Listed entries:
________

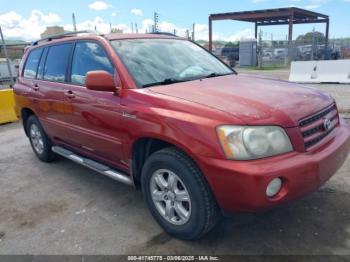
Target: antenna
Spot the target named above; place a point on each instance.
(74, 22)
(156, 21)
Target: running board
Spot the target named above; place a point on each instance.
(96, 166)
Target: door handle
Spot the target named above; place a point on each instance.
(69, 94)
(35, 87)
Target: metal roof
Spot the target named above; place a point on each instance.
(278, 16)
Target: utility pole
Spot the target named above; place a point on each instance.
(6, 56)
(74, 22)
(260, 49)
(193, 31)
(156, 21)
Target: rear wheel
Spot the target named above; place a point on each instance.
(177, 194)
(39, 141)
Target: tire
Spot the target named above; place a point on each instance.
(40, 142)
(199, 212)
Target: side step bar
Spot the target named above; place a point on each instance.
(98, 167)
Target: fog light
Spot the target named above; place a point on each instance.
(274, 187)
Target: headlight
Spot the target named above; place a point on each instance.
(253, 142)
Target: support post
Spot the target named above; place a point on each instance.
(6, 56)
(290, 38)
(210, 35)
(327, 33)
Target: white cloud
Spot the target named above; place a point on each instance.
(137, 12)
(312, 6)
(259, 1)
(99, 5)
(15, 26)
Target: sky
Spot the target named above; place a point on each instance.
(25, 20)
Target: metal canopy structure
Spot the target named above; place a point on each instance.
(280, 16)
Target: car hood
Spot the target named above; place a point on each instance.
(254, 100)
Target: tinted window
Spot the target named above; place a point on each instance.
(32, 63)
(41, 64)
(88, 56)
(56, 62)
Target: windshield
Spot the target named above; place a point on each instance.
(167, 61)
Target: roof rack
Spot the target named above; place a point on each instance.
(68, 34)
(163, 33)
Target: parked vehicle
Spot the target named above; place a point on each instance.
(163, 114)
(4, 70)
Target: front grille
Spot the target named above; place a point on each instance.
(315, 128)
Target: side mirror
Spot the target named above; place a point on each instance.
(100, 81)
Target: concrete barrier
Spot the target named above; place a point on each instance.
(330, 71)
(7, 103)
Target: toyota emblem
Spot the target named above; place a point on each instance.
(327, 124)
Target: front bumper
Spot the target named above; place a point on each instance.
(240, 186)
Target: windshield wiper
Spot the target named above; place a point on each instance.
(167, 81)
(216, 75)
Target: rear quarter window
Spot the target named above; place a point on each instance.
(32, 63)
(56, 62)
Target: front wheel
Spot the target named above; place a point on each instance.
(177, 194)
(39, 141)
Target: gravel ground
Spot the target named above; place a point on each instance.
(63, 208)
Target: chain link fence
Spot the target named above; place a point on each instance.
(279, 53)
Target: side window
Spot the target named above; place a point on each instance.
(88, 56)
(31, 64)
(56, 62)
(40, 73)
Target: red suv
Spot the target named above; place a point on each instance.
(163, 114)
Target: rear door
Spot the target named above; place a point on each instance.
(48, 90)
(94, 125)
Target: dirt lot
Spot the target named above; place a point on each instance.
(63, 208)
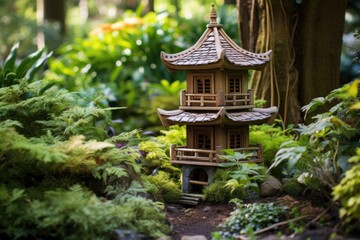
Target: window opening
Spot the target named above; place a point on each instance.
(234, 84)
(237, 139)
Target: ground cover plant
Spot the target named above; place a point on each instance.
(119, 64)
(248, 218)
(62, 176)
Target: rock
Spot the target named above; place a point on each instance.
(207, 209)
(165, 238)
(293, 188)
(270, 187)
(172, 209)
(194, 237)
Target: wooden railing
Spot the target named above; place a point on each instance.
(216, 100)
(186, 155)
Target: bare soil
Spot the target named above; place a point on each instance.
(320, 224)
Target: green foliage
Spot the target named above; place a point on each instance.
(57, 169)
(270, 138)
(347, 192)
(216, 193)
(10, 74)
(76, 213)
(155, 151)
(293, 188)
(242, 175)
(320, 156)
(174, 135)
(121, 61)
(248, 218)
(163, 95)
(164, 187)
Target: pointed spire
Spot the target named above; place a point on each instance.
(213, 14)
(213, 18)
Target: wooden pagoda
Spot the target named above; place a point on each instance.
(217, 107)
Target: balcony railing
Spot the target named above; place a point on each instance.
(216, 100)
(184, 155)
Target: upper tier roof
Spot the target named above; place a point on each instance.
(215, 49)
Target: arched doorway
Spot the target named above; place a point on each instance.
(198, 179)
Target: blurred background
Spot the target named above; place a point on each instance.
(108, 50)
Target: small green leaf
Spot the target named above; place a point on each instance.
(10, 60)
(27, 63)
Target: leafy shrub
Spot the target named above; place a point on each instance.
(320, 156)
(174, 135)
(242, 175)
(248, 218)
(164, 187)
(348, 194)
(270, 138)
(56, 183)
(293, 188)
(121, 62)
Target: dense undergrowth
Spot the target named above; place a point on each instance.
(62, 177)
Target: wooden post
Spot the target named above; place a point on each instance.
(182, 97)
(218, 152)
(172, 152)
(251, 95)
(220, 98)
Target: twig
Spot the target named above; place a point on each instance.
(321, 214)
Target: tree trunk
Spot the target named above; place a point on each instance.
(56, 11)
(319, 41)
(306, 43)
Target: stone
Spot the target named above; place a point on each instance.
(193, 237)
(172, 209)
(207, 209)
(270, 187)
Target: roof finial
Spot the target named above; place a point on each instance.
(213, 14)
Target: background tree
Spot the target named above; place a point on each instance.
(306, 39)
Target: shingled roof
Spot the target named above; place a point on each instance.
(180, 117)
(215, 49)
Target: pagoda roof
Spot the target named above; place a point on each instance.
(181, 117)
(215, 49)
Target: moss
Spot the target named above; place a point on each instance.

________

Task details:
Please print all the data above word for word. Pictures should not appear in the copy.

Result of this exercise:
Target: antenna
Spot the target named above; place a point on each instance.
(74, 22)
(156, 21)
Target: running board
Spot the target named above; place a point on each instance.
(96, 166)
Target: door handle
Spot the target named above; place a point on each instance.
(69, 94)
(35, 87)
Target: metal roof
Spot the target named above; place a point on each instance.
(278, 16)
Target: utility pole
Spot the target named above; place a point on each instance.
(6, 56)
(74, 22)
(260, 49)
(193, 31)
(156, 21)
Target: rear wheel
Spot the target named above; place a point on each instance.
(177, 194)
(39, 141)
Target: tire
Spot the target named above; place a point on each instance.
(40, 142)
(199, 212)
Target: side step bar
Spot the target named above; place a point on each instance.
(98, 167)
Target: fog light
Spot the target named above; place a point on each instance.
(274, 187)
Target: headlight
Spot the target named above; place a point on each instance.
(253, 142)
Target: support post
Spot the target named above; place a point on each instance.
(6, 56)
(290, 38)
(210, 35)
(327, 33)
Target: white cloud
Spot the target named above; place a point on each instance.
(137, 12)
(312, 6)
(259, 1)
(99, 5)
(15, 26)
Target: sky
Spot the target named above; place a point on each instance.
(25, 20)
Target: metal canopy structure
Spot the target named above; place a point on each instance.
(280, 16)
Target: car hood
Spot the target named above; place a point on each instance.
(254, 100)
Target: tinted window
Spot the target named above; place a point on each instance.
(32, 63)
(41, 64)
(88, 56)
(56, 62)
Target: windshield
Spot the target named above; place a point on each instance.
(167, 61)
Target: roof rack
Spot the target named above; place a point on each instance.
(68, 34)
(163, 33)
Target: parked vehicle
Spot the target named above; place a point on each instance.
(163, 114)
(4, 70)
Target: front grille
Spot the target named above; place a point on each instance.
(315, 128)
Target: side mirror
Spot the target named above; place a point on each instance.
(100, 81)
Target: concrete barrier
Spot the target named above; place a point on each instance.
(330, 71)
(7, 103)
Target: toyota emblem
Spot the target named above; place a point on each instance.
(327, 124)
Target: front bumper
Spot the target named above; place a point on each instance.
(240, 186)
Target: windshield wiper
Spot the target named above; place a point on each instance.
(167, 81)
(216, 75)
Target: rear quarter window
Spot the target named above; place a point on each instance.
(32, 63)
(56, 62)
Target: front wheel
Spot the target named above; place a point on each instance.
(177, 194)
(39, 141)
Target: gravel ground
Spot the target named above; place a point on each instance.
(63, 208)
Target: chain link fence
Spot the target named above; place a point on each instance.
(279, 53)
Target: side window
Spot the target named above; place a point on each instance.
(88, 56)
(31, 64)
(56, 62)
(40, 73)
Target: red suv
Spot the target named above; place a point on each instance.
(163, 114)
Target: rear door
Spot the target named above; place a point on each instance.
(48, 90)
(94, 125)
Target: dirt lot
Spot the target named above; place a point on each instance.
(63, 208)
Target: window opening
Spot the target named above; place a point on each instance.
(234, 84)
(237, 139)
Target: ground cover plant
Spot the target named above; place a point on each instance.
(119, 64)
(248, 218)
(62, 176)
Target: rock
Spot the target named above; place a point on each instance.
(207, 209)
(165, 238)
(293, 188)
(270, 187)
(172, 209)
(194, 237)
Target: wooden railing
Spot the target named above; place a point on each instance.
(216, 100)
(186, 155)
Target: bare soil
Spot the target named above; place a point on each instance.
(320, 224)
Target: green foliage
Spot the target named above; place a point on each instance.
(57, 169)
(270, 138)
(347, 192)
(216, 193)
(10, 74)
(76, 213)
(155, 151)
(293, 188)
(242, 175)
(320, 156)
(174, 135)
(121, 61)
(248, 218)
(163, 95)
(164, 187)
Target: pointed spire
Spot the target named above; place a point on each instance.
(213, 14)
(213, 18)
Target: wooden pagoda
Spot the target named above; place a point on each instance.
(217, 107)
Target: balcony railing
Spot the target named above; place a point on each instance.
(216, 100)
(184, 155)
Target: upper tier roof
Spot the target named above; place a point on each instance.
(215, 49)
Target: arched doorway
Spot the target named above; place a point on each instance.
(198, 179)
Target: blurred background
Spot the target named above; place a point on each instance.
(108, 50)
Target: small green leaf
Spot the target named above; place a point on each instance.
(10, 60)
(27, 63)
Target: leafy shrub
Spot the target named above; place a point on each instance.
(320, 156)
(174, 135)
(242, 175)
(248, 218)
(164, 187)
(348, 194)
(270, 138)
(56, 183)
(293, 188)
(121, 62)
Target: dense undergrowth
Spot the target named above; place a point on each instance.
(62, 177)
Target: wooden post
Spot the target named above; place a point on each instance.
(182, 97)
(218, 152)
(172, 152)
(251, 95)
(220, 98)
Target: twig
Spot the target named above; place a point on each instance.
(321, 214)
Target: tree trunk
Spot the target named above; place a point on each instance.
(56, 11)
(319, 41)
(306, 43)
Target: stone
Spot the target named above; place a point on each instance.
(193, 237)
(172, 209)
(207, 209)
(270, 187)
Target: roof finial
Spot the target named above; place a point on each instance.
(213, 14)
Target: background tree
Spot the target named above; place a point on each instance.
(306, 39)
Target: shingled roof
Spot the target named above; place a point on each instance.
(180, 117)
(215, 49)
Target: pagoda roof
Spot the target named above; place a point on each instance.
(181, 117)
(215, 49)
Target: moss
Spot the target named above; place a point on each instance.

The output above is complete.